• [RECORDS TO USE]
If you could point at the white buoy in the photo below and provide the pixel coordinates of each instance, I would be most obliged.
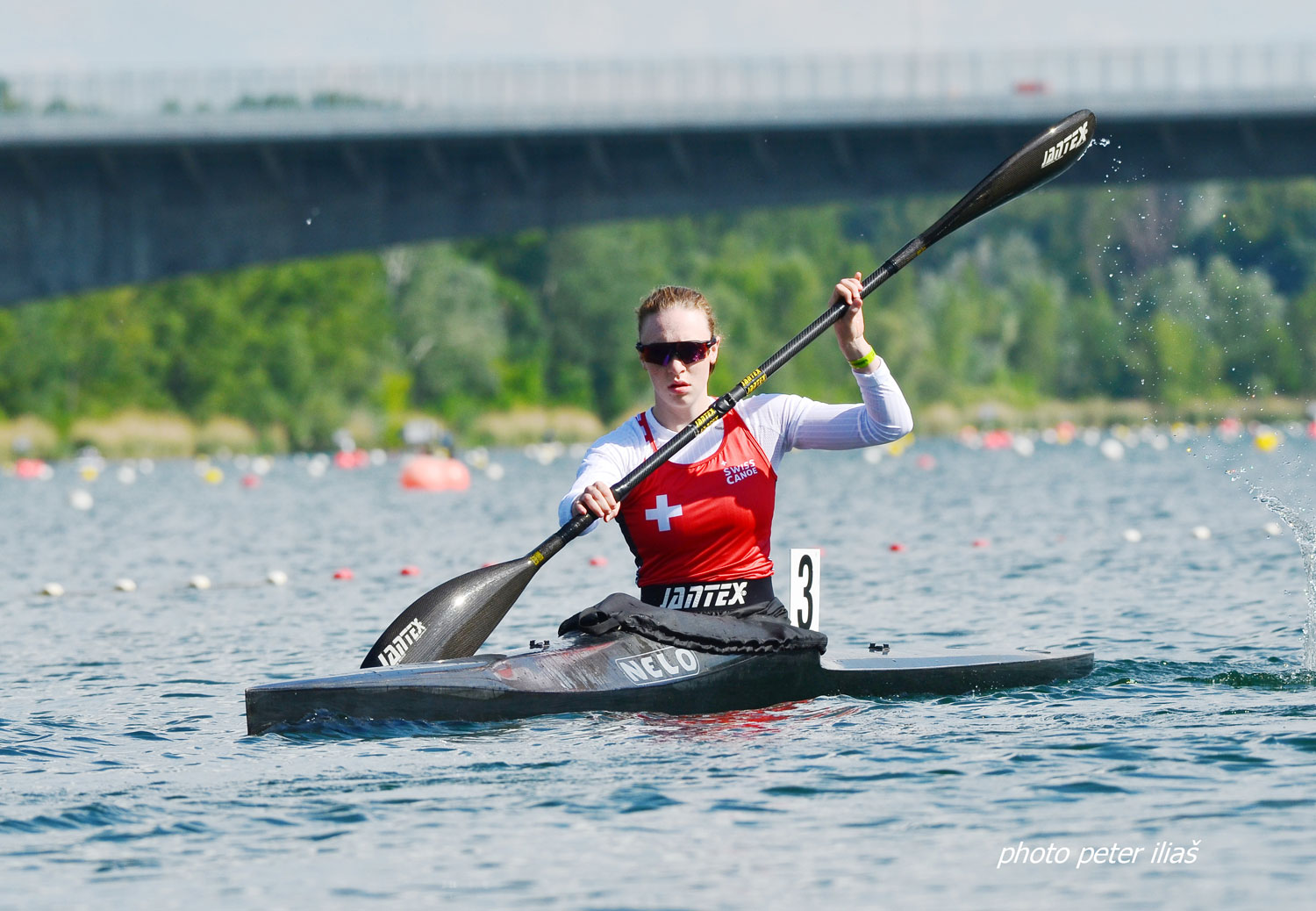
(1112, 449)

==

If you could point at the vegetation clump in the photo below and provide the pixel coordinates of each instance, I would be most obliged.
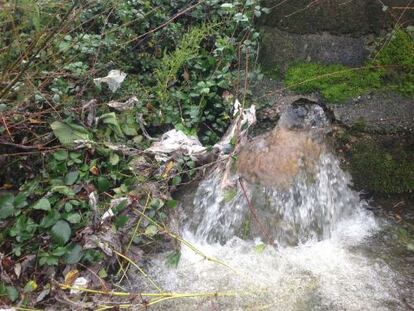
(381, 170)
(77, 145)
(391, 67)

--

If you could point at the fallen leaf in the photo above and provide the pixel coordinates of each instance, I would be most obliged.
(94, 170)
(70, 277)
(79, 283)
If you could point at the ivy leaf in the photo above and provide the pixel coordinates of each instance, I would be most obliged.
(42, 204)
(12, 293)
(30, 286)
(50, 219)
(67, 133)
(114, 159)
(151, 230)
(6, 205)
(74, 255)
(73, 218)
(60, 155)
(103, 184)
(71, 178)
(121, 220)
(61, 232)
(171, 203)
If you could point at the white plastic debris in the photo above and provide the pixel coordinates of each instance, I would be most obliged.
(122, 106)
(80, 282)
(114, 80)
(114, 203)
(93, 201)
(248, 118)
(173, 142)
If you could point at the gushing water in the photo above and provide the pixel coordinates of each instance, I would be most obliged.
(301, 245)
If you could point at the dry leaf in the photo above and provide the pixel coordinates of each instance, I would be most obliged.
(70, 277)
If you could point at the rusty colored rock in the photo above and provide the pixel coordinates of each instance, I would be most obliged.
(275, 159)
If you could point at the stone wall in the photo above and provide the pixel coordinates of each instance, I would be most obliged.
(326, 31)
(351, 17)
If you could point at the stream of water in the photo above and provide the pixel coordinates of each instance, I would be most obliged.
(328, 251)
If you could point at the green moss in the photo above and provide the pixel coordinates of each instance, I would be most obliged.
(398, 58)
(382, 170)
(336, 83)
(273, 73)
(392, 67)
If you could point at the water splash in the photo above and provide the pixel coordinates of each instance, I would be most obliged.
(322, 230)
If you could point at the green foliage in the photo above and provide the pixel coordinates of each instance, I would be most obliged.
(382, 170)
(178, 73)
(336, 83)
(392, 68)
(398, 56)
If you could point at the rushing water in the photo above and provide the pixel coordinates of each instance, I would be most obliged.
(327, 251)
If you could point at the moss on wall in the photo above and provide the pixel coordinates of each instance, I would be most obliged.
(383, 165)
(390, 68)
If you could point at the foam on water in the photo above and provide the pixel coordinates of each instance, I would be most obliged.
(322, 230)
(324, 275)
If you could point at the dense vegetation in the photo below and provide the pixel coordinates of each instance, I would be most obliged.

• [EXERCISE]
The exact lines of the material above starting at the one that contains "If you could point at the rushing" and ending at the one that contains "If you could point at the dense" are what to retype; leave out everything else.

• [EXERCISE OUTPUT]
If you could point at the rushing water in the photo above and provide the pixel coordinates of each instance, I would be most obliged.
(327, 251)
If you could point at the moss on wall in the photo above and provide the pixel coordinates of each instance, I would be most obliged.
(383, 165)
(390, 68)
If you could point at the foam on water in the photo above and provide the pixel coordinates of each instance, I would be most obliged.
(322, 230)
(324, 275)
If you could point at the dense vegetation in the photo below and provide the pixel coordinates of each instance, I would be most obliged.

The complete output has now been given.